# DATASET EXCERPTS start
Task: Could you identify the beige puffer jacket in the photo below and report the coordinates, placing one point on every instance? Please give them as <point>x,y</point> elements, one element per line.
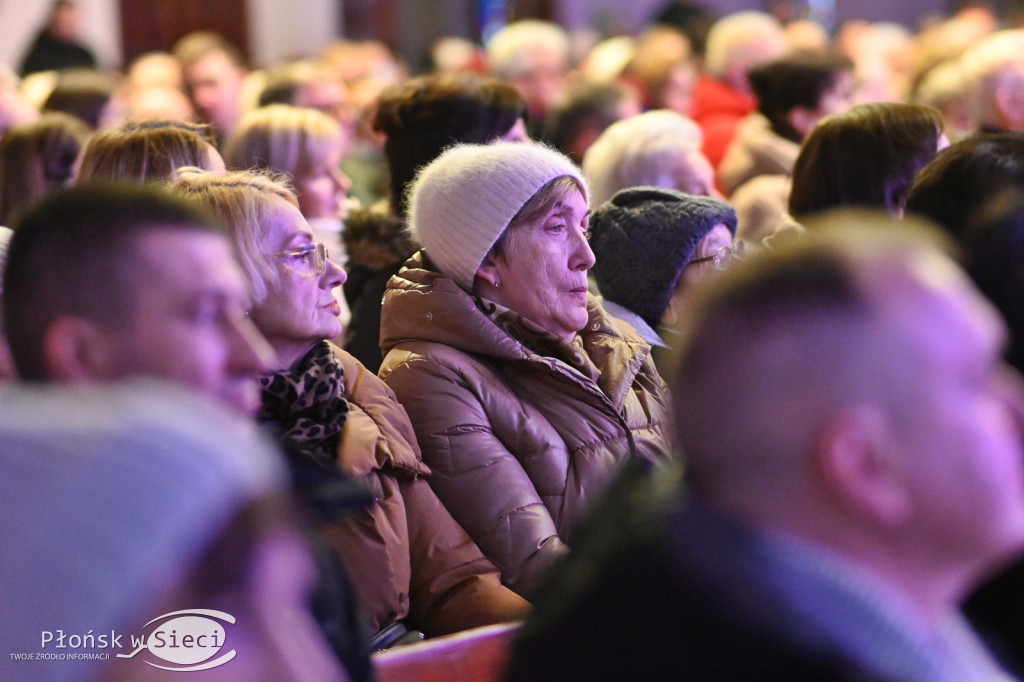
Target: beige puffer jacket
<point>519,444</point>
<point>406,555</point>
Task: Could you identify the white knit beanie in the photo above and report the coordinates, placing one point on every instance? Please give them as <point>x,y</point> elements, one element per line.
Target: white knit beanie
<point>110,495</point>
<point>462,202</point>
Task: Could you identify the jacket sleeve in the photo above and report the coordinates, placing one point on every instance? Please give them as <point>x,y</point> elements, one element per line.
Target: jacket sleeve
<point>454,587</point>
<point>474,472</point>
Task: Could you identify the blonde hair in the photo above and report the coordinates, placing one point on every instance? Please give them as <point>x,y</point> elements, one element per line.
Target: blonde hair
<point>284,138</point>
<point>246,203</point>
<point>146,152</point>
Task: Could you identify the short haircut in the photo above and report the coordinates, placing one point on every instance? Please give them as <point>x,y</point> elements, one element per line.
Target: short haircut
<point>964,176</point>
<point>993,256</point>
<point>810,321</point>
<point>247,205</point>
<point>425,116</point>
<point>796,80</point>
<point>283,138</point>
<point>146,152</point>
<point>73,254</point>
<point>36,158</point>
<point>867,157</point>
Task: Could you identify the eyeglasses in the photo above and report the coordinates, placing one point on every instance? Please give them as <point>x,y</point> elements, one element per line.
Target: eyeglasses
<point>312,255</point>
<point>723,257</point>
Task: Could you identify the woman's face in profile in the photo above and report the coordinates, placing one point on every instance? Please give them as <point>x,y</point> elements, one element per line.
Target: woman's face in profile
<point>299,308</point>
<point>543,273</point>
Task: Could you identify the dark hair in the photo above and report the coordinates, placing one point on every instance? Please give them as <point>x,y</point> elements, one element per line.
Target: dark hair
<point>865,157</point>
<point>799,79</point>
<point>425,116</point>
<point>963,177</point>
<point>993,256</point>
<point>587,107</point>
<point>36,158</point>
<point>72,254</point>
<point>83,93</point>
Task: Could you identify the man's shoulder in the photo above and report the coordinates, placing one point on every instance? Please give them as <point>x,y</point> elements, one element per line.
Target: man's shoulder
<point>673,601</point>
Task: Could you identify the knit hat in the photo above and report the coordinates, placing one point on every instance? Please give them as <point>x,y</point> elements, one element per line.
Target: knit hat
<point>462,202</point>
<point>109,497</point>
<point>643,238</point>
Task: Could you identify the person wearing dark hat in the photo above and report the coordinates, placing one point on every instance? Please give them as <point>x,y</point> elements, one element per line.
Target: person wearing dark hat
<point>649,244</point>
<point>525,395</point>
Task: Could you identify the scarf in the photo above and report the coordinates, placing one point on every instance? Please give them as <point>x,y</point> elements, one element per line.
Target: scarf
<point>540,340</point>
<point>307,405</point>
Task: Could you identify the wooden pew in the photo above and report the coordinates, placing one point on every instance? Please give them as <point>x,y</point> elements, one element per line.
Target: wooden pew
<point>480,654</point>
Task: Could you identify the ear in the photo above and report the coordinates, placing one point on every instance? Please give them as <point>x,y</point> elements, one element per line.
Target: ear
<point>487,271</point>
<point>802,120</point>
<point>76,349</point>
<point>857,466</point>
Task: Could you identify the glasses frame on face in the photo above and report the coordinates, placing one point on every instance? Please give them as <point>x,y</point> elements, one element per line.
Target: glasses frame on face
<point>723,257</point>
<point>318,250</point>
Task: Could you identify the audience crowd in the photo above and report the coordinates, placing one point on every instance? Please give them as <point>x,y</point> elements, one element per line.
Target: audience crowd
<point>693,351</point>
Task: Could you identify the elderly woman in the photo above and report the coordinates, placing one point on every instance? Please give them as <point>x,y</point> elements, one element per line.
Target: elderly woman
<point>38,157</point>
<point>867,157</point>
<point>524,393</point>
<point>659,148</point>
<point>408,558</point>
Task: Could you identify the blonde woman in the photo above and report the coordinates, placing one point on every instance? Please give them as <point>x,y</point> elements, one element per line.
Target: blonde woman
<point>409,559</point>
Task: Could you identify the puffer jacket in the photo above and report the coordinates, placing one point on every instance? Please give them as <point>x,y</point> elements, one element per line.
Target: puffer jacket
<point>406,555</point>
<point>519,443</point>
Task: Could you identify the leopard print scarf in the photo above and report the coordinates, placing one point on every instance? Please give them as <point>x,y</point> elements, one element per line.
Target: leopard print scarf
<point>307,406</point>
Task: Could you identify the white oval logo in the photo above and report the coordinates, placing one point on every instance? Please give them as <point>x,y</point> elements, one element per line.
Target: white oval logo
<point>186,640</point>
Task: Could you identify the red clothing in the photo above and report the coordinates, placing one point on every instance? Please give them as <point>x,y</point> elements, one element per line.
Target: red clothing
<point>718,110</point>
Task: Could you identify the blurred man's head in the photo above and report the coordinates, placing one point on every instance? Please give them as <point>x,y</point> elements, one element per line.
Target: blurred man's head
<point>103,283</point>
<point>214,74</point>
<point>851,390</point>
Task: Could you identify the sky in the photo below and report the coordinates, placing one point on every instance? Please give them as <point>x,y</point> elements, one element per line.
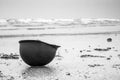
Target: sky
<point>59,9</point>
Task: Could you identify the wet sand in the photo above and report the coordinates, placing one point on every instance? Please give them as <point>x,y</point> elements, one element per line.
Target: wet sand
<point>80,57</point>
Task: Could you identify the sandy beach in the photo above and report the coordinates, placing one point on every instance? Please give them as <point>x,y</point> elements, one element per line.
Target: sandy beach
<point>91,53</point>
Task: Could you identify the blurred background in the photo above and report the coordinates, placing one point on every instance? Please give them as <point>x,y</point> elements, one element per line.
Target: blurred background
<point>59,9</point>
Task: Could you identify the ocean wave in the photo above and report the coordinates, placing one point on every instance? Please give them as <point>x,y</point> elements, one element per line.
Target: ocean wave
<point>83,22</point>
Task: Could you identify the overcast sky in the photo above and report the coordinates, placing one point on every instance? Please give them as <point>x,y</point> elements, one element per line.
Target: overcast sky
<point>59,8</point>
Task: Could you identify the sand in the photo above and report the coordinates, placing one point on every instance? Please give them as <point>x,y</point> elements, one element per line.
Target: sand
<point>80,57</point>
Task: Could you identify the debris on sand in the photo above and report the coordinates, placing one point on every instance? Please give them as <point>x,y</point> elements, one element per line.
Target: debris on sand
<point>87,55</point>
<point>9,56</point>
<point>117,66</point>
<point>4,77</point>
<point>119,56</point>
<point>94,65</point>
<point>68,73</point>
<point>109,40</point>
<point>102,49</point>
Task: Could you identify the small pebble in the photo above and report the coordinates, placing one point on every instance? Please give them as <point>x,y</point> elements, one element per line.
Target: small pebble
<point>68,73</point>
<point>109,40</point>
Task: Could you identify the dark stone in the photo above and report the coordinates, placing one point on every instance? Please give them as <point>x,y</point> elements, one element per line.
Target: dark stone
<point>37,53</point>
<point>109,40</point>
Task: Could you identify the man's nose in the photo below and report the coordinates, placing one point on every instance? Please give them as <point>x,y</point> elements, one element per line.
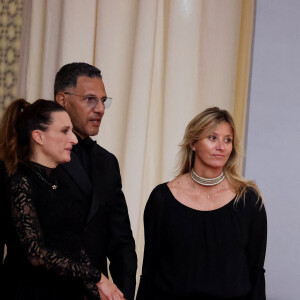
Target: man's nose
<point>99,108</point>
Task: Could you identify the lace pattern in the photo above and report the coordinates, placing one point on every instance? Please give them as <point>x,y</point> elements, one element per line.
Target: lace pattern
<point>30,233</point>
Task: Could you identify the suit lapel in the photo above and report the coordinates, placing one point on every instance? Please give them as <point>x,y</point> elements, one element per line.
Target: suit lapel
<point>76,171</point>
<point>97,167</point>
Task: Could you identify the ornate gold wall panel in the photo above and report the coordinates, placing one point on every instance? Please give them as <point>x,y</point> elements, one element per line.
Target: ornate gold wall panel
<point>10,42</point>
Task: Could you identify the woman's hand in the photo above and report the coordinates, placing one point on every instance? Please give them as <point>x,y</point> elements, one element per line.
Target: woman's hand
<point>108,290</point>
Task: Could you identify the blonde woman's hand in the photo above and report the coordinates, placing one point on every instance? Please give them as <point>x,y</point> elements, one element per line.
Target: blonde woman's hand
<point>108,290</point>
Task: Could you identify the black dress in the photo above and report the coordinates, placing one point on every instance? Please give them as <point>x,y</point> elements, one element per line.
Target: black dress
<point>203,255</point>
<point>45,259</point>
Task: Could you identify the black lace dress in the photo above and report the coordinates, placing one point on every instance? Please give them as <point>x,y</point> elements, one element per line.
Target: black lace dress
<point>45,258</point>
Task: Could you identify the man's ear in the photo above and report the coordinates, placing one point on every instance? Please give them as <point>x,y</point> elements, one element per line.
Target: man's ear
<point>61,99</point>
<point>37,136</point>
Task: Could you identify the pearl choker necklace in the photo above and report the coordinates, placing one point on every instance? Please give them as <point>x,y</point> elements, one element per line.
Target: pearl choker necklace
<point>207,181</point>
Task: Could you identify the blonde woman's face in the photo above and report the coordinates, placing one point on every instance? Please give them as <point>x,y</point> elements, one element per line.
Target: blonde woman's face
<point>213,151</point>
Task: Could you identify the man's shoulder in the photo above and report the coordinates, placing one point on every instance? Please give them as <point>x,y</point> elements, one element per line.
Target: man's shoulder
<point>97,149</point>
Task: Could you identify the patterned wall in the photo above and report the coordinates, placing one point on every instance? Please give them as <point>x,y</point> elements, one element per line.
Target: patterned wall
<point>10,42</point>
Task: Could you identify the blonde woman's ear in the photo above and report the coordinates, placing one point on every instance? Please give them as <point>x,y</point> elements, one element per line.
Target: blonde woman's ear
<point>192,146</point>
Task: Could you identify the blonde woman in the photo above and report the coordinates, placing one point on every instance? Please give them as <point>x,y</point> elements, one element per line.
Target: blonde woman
<point>206,230</point>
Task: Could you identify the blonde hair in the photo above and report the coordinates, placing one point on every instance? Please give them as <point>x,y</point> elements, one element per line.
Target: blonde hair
<point>201,125</point>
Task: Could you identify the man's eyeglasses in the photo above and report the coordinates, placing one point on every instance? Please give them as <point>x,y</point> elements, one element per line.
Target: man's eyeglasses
<point>92,100</point>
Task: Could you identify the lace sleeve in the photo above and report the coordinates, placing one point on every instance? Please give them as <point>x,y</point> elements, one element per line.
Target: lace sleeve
<point>25,220</point>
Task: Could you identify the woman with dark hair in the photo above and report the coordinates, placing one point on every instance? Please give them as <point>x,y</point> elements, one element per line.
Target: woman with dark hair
<point>44,236</point>
<point>206,230</point>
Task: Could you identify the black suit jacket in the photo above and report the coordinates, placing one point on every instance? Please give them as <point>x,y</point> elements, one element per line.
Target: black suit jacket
<point>107,231</point>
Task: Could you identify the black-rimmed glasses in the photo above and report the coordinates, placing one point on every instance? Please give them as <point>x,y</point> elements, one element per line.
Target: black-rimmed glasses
# DATASET EXCERPTS end
Reproduce word for word the items starting at the beginning of the items and ending at the line containing "<point>474,472</point>", with both ends included. Omit the pictures from your answer.

§ WRITTEN REPLY
Task: Could you identify the beige puffer jacket in the photo below and report the coordinates, placing one point on every instance? Please give them as <point>x,y</point> elements, one element per line.
Target: beige puffer jacket
<point>519,444</point>
<point>406,555</point>
Task: Could you identify the white knit beanie in the photo above and report the coordinates, placing one point on every instance? Please give them as <point>x,y</point> elements, one element per line.
Target: white knit beanie
<point>110,495</point>
<point>462,202</point>
Task: Could you identify the jacket sleeve in the photo above and report the coordinates, placing one point on every instance? Please give them as <point>x,y</point> elements, one element per line.
Target: jacket sleeve
<point>454,587</point>
<point>474,472</point>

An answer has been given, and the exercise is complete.